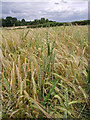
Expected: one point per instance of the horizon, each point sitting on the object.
(73, 10)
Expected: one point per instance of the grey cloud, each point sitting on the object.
(36, 10)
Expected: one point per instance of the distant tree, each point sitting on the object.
(42, 20)
(47, 20)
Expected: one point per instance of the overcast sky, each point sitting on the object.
(57, 10)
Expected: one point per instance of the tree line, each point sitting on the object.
(13, 21)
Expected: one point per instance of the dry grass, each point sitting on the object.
(44, 72)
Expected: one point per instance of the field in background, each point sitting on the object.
(45, 72)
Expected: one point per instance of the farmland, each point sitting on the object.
(45, 72)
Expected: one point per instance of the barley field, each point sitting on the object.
(45, 72)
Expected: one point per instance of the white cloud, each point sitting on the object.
(64, 10)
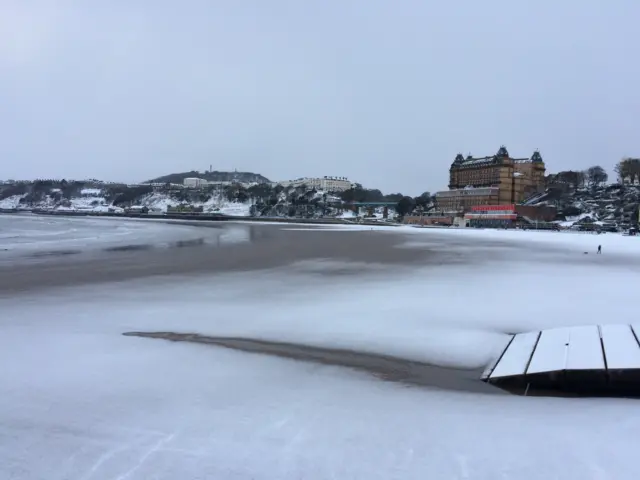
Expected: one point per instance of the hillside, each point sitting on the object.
(233, 199)
(614, 204)
(239, 177)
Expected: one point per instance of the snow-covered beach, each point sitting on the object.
(81, 400)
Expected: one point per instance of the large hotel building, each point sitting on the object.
(494, 180)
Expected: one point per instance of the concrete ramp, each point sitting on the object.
(593, 360)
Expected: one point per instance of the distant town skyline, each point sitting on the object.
(383, 93)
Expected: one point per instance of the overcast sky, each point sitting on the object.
(383, 92)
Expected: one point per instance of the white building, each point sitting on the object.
(327, 184)
(193, 182)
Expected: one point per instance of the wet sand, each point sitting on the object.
(384, 367)
(268, 246)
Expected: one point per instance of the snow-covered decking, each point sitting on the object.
(592, 348)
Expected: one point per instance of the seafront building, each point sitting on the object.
(491, 191)
(492, 180)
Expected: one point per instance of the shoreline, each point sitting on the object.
(196, 217)
(262, 247)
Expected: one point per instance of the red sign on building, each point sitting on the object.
(491, 208)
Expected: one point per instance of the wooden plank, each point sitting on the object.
(516, 357)
(487, 371)
(585, 349)
(620, 347)
(551, 353)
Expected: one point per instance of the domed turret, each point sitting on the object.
(458, 160)
(536, 157)
(502, 152)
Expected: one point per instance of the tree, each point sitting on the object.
(405, 206)
(423, 201)
(596, 175)
(628, 169)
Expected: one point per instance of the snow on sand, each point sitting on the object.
(82, 401)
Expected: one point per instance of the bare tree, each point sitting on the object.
(596, 175)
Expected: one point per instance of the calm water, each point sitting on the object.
(37, 237)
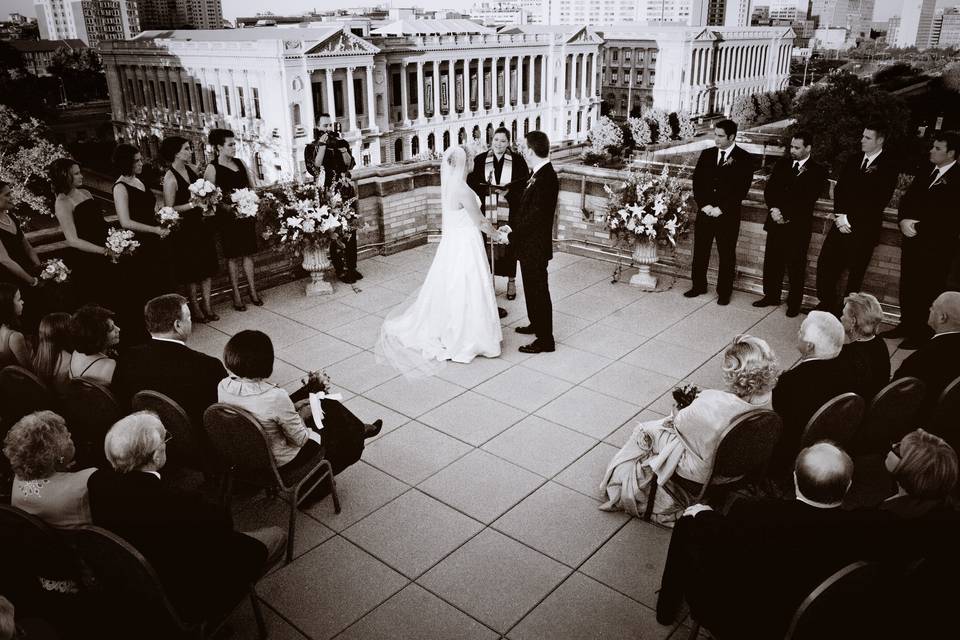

* * *

*WHAT NEEDS TO BE DONE*. Starting at the line that contains "Expected: one point per instance of the large" and ending at the final line of the data, reproduce each line exactly. Pictures stay out of the copy.

*TASK RESULT*.
Expected: one point per instance of the large hotel building, each point sitting on the object.
(494, 180)
Expected: one point per instance of the concrete ramp, each point sitting on the object.
(593, 360)
Expected: one point per instance of the distant town skyline, each point sitting on the object.
(383, 93)
Expected: one point per instance of the overcast sky, each point sitting on the object.
(383, 92)
Expected: one point per instance of the white building, each point sitting on the object.
(327, 184)
(193, 182)
Expected: one point per instance of the wet sand, each point sitting on the object.
(384, 367)
(268, 246)
Expected: one point per instance of the snow-covered decking, each point sitting on the object.
(592, 348)
Expected: one point per instance of the seafront building, each point sitting on the object.
(491, 191)
(492, 180)
Expected: one point per instance of the shoreline, each point sitting on the object.
(196, 217)
(262, 247)
Expected: one point per instance of the red sign on building, each point sitting on the object.
(491, 208)
Expected: one point per instance of the wooden plank, each point sitting on the object.
(516, 357)
(487, 371)
(585, 349)
(620, 347)
(551, 353)
Expected: one point per instance of the domed turret, each point sitting on the object.
(458, 160)
(536, 157)
(502, 152)
Expected: one point per instance of the tree, each point sitting on the object.
(405, 206)
(423, 201)
(596, 175)
(628, 169)
Expected: one point per instance of the snow on sand, each point sitting on the object.
(82, 401)
Expected: one point per instance of the bare tree, each point sitting on the object.
(596, 175)
Expected: one point per instance of the calm water, each point sitting on the object.
(37, 237)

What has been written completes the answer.